[start of QUOTED PASSAGE]

AP® Physics B: Newtonian Mechanics Drill 2, Problem 3. What is the coefficient of friction between the biscuit and the court?
|AP Physics B||Newtonian Mechanics|
|AP Physics B/C||Newtonian Mechanics|
|AP Physics C||Newtonian Mechanics|
With a push of the broom, a puck... which is called a biscuit,
and no, we're not making that up... goes flying down the lane, hopefully coming to a stop
at the perfect spot.
It's like curling for people without convenient access to ice.
If an elderly player is able to give the 4 kilogram biscuit an initial speed of 5 meters
per second, and it comes to rest after 10 meters, what
is the coefficient of friction between the biscuit and the court?
And here are the possible answers...
This problem is a two-parter.
We first have to find how fast the biscuit is decelerating,
then find the coefficient of friction.
Keep in mind that there is no correlation between this and how fast
your biscuit decelerates after you send it sliding down your esophagus.
First, we know that the biscuit is moving at 5 meters per second initially,
and decelerates to a stop in 10 meters.
Not a lot of information, but it's enough.
We can use v squared = v initial squared plus 2 a x, as our core formula.
Plugging in what we know, we get 0 squared is equal to... 5 squared plus 2a times 10.
With some simple algebra, we get -25 is equal to 20a,
so a is equal to -5/4 meters per second squared.
Now that we have our acceleration, this problem is easy.
F = ma, and then F = u times the normal force.
First, to find out how much force friction is applying to the biscuit, we multiply the
mass of the biscuit by the acceleration, which we found in the last part.
4 kilograms times -5/4 meters per second is equal to 5 Newtons of force.
Sure... go ahead and chase that biscuit with a few Fig Newtons...
Finally, the force of friction is equal to mu times the normal force.
The force of friction is equal to -5 Newtons, so we plug that into the equation.
We're missing the normal force, but since the biscuit is on a flat plane,
that's just equal to mass times acceleration due to gravity, or 4(-10).
Solving for mu, we get that the coefficient of friction is equal to 1/8...
...or choice (A).
Now to deal with the friction in Grandma and Grandpa's relationship...

[end of QUOTED PASSAGE]

** INSTRUCTIONS FOR THE TASK **
Reproduce the friction problem word for word, from "If an elderly" to "is a two-parter.".

[start of PROVIDED DATA]

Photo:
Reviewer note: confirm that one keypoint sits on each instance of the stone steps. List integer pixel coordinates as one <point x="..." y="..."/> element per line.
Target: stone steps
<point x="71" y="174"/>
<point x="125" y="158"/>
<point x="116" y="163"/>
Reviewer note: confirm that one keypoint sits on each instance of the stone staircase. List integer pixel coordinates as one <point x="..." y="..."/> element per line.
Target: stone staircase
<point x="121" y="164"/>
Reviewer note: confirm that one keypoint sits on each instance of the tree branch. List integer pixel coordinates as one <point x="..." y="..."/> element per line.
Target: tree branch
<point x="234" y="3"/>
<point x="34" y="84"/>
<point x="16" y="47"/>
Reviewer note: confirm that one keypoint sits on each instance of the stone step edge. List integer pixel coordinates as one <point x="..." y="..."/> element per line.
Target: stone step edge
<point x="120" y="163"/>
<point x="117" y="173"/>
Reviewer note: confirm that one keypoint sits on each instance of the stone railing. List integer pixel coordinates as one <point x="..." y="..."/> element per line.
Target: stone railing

[end of PROVIDED DATA]
[start of PROVIDED DATA]

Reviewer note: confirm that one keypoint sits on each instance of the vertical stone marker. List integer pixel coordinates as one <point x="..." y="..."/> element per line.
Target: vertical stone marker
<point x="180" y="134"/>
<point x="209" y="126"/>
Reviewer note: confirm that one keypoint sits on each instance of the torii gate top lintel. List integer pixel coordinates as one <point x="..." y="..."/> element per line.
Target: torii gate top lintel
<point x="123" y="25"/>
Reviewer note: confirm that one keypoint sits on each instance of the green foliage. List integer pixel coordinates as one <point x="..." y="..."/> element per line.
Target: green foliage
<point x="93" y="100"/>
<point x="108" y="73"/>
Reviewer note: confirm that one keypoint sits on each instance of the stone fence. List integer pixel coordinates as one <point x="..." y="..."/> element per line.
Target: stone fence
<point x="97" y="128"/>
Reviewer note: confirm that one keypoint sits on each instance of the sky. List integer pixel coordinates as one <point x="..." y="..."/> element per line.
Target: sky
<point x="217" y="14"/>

[end of PROVIDED DATA]
[start of PROVIDED DATA]

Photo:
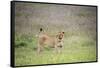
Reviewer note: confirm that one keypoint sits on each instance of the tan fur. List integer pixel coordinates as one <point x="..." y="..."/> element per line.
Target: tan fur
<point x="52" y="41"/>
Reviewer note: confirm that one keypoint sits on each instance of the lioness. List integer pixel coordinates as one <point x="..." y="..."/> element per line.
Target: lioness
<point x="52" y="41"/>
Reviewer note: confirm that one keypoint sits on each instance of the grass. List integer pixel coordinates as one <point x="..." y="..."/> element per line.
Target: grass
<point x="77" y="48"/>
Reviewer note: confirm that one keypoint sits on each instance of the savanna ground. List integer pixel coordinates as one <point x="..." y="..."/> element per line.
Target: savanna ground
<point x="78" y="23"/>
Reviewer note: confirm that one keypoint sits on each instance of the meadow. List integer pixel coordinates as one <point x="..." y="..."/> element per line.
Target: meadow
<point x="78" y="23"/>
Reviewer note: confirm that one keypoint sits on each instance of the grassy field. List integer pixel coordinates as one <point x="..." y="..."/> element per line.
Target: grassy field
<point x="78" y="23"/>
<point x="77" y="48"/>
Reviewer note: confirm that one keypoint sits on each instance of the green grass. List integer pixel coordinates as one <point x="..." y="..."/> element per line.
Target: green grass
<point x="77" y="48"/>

[end of PROVIDED DATA]

** EXERCISE RESPONSE **
If an elderly player is able to give the 4 kilogram biscuit an initial speed of 5 meters
per second, and it comes to rest after 10 meters, what
is the coefficient of friction between the biscuit and the court?
And here are the possible answers...
This problem is a two-parter.